■ Your goal ■
Return every line of the rows below that contains the string "tree", matching case exactly.

## Begin

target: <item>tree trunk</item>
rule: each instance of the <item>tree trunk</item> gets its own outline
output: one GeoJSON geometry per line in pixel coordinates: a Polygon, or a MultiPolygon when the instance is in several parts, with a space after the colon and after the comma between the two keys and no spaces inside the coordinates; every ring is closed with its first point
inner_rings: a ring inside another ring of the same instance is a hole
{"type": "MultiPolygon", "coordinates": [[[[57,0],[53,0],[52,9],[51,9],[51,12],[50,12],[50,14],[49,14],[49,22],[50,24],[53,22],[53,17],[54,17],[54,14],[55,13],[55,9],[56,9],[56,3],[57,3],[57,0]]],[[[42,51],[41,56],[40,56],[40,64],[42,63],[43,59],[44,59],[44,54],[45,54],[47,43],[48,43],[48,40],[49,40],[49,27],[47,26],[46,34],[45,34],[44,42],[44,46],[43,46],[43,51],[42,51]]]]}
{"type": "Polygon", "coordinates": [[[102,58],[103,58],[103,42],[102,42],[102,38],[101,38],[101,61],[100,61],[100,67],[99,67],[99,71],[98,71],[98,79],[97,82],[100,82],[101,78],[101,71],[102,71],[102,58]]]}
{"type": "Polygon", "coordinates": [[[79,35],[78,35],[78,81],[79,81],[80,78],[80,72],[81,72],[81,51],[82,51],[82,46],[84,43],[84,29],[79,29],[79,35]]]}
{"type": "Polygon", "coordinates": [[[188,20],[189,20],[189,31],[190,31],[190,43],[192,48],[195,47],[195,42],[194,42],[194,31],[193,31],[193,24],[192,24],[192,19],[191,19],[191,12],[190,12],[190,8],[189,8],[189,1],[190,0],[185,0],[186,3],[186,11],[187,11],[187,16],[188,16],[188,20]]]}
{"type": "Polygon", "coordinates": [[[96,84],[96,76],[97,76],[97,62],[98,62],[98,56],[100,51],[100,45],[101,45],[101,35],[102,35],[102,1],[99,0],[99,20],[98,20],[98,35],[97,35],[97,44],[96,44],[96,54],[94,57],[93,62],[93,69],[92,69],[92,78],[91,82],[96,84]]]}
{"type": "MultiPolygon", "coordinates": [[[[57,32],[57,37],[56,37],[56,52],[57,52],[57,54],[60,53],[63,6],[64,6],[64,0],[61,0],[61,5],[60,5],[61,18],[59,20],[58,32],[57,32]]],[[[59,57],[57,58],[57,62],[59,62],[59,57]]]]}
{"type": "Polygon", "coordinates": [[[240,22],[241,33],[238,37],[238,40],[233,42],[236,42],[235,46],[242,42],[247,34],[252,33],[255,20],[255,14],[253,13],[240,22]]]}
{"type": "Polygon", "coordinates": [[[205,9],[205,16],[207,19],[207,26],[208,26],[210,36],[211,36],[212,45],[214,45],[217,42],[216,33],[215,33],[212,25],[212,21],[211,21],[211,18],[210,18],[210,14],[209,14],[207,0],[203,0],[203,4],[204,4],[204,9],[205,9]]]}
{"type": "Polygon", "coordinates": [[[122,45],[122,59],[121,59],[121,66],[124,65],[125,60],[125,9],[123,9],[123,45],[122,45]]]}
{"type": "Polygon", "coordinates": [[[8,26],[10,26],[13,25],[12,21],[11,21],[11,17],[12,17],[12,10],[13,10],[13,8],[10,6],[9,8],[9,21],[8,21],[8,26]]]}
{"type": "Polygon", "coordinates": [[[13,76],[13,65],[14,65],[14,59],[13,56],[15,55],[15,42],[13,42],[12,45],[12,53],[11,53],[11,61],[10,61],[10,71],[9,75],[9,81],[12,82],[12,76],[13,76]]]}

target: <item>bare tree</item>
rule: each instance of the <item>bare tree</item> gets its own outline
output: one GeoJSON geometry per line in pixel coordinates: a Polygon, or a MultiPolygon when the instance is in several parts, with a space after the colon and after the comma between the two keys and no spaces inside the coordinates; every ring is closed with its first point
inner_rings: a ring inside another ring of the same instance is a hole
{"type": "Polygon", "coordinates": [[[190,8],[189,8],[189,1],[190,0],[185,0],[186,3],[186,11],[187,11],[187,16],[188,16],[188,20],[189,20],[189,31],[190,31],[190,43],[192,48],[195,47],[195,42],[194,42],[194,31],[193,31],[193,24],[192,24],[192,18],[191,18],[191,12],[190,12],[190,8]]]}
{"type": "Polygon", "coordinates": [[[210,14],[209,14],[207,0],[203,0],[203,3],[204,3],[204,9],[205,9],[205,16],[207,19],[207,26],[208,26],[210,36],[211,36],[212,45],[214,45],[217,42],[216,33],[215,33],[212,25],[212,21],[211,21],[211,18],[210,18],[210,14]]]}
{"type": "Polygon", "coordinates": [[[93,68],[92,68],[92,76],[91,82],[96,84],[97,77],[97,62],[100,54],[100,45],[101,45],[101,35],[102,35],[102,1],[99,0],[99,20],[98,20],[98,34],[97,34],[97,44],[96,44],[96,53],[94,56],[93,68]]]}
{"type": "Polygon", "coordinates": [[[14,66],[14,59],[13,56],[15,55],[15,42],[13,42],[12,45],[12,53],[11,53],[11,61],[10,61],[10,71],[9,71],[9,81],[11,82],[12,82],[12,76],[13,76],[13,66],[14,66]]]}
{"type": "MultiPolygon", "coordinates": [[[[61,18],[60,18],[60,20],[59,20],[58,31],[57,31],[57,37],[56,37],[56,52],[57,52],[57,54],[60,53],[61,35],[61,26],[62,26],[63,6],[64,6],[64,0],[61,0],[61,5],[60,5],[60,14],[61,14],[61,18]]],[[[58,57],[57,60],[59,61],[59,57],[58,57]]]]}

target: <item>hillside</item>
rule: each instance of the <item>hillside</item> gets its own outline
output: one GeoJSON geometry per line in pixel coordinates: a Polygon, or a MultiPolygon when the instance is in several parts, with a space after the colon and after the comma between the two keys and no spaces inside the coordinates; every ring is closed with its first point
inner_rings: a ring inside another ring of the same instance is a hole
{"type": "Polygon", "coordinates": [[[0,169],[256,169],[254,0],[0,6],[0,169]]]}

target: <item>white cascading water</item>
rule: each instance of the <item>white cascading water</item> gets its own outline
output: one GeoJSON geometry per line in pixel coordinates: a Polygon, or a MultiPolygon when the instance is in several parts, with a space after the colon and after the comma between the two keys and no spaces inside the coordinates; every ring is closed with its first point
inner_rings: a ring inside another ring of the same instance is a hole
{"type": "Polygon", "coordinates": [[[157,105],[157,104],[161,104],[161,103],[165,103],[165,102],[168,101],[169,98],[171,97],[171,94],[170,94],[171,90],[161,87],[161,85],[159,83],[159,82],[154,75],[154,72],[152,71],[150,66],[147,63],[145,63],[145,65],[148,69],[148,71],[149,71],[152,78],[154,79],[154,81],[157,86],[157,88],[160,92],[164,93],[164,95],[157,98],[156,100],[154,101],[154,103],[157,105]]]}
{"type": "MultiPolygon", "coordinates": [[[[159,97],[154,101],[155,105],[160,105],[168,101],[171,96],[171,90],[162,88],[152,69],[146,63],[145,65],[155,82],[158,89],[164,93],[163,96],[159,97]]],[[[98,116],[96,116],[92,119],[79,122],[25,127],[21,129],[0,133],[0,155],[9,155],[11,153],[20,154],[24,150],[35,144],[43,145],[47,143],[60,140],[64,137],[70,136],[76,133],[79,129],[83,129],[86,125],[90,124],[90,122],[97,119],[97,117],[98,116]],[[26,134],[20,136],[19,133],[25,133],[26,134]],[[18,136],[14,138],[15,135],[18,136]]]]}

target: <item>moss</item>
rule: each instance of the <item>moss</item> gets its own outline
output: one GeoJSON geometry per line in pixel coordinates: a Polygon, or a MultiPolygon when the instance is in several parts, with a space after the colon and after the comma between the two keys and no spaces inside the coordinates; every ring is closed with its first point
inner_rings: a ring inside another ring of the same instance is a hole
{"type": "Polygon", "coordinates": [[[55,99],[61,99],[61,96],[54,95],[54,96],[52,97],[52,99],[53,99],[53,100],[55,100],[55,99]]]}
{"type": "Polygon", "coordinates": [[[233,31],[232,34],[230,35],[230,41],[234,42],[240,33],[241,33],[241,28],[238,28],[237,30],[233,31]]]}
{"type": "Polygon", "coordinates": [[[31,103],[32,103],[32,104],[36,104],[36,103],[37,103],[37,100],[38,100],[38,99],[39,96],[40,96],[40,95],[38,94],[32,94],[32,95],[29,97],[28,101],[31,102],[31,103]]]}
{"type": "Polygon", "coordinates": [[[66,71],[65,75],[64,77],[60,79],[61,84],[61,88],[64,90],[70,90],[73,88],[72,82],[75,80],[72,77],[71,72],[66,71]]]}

## End
## Begin

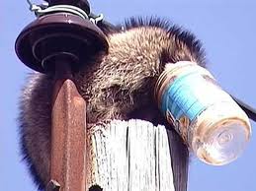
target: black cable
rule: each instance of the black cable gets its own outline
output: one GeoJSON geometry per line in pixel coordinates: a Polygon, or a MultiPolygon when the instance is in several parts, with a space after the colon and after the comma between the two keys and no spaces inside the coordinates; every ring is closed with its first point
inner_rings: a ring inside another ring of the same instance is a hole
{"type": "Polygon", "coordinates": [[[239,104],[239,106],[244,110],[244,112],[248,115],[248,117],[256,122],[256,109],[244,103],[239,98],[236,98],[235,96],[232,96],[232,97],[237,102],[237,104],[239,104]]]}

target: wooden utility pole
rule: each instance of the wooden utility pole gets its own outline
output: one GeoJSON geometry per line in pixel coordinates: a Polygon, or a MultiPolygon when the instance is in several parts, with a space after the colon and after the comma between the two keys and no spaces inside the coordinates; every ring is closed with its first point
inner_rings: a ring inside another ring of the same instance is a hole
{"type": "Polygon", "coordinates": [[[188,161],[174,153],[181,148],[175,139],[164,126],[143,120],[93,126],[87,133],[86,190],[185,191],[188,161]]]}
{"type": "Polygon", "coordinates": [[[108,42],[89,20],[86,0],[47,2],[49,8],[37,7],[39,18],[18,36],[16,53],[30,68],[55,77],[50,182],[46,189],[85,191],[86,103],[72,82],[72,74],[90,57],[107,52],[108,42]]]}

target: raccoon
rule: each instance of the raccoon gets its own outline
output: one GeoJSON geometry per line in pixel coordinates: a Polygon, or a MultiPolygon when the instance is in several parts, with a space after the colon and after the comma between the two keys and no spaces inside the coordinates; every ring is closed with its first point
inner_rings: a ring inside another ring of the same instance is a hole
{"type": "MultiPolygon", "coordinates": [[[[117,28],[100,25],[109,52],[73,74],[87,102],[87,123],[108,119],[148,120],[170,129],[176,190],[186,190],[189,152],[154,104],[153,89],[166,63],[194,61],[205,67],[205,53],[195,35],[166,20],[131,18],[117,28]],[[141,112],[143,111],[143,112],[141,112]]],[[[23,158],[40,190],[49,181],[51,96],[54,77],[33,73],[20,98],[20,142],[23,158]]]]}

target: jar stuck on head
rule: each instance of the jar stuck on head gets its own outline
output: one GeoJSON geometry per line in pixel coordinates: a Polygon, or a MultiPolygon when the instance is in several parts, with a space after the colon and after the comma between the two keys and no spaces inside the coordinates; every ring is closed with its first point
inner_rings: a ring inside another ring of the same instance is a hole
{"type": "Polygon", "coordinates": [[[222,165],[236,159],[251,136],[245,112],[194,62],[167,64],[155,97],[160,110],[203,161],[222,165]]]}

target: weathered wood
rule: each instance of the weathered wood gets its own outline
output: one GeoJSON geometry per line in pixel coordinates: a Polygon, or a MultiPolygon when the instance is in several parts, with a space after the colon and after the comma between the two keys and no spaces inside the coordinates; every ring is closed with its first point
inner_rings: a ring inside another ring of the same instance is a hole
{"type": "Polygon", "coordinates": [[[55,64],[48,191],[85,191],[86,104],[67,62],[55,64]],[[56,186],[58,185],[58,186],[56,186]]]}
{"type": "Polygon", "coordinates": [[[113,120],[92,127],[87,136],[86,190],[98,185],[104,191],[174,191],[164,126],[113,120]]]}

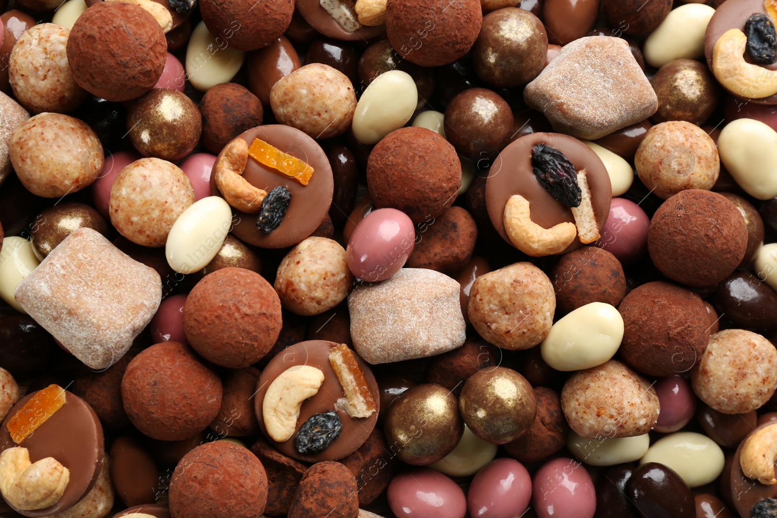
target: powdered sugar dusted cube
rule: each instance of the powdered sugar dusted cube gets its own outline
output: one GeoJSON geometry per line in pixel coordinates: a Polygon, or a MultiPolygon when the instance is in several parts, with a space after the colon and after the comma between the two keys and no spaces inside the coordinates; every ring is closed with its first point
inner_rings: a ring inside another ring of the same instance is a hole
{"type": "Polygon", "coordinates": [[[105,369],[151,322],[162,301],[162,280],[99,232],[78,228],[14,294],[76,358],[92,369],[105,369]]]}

## End

■ Problem solution ■
target: <item>tree trunk</item>
rule: each instance of the <item>tree trunk</item> gets its own outline
target: <item>bare tree</item>
rule: each instance of the <item>bare tree</item> gets its own outline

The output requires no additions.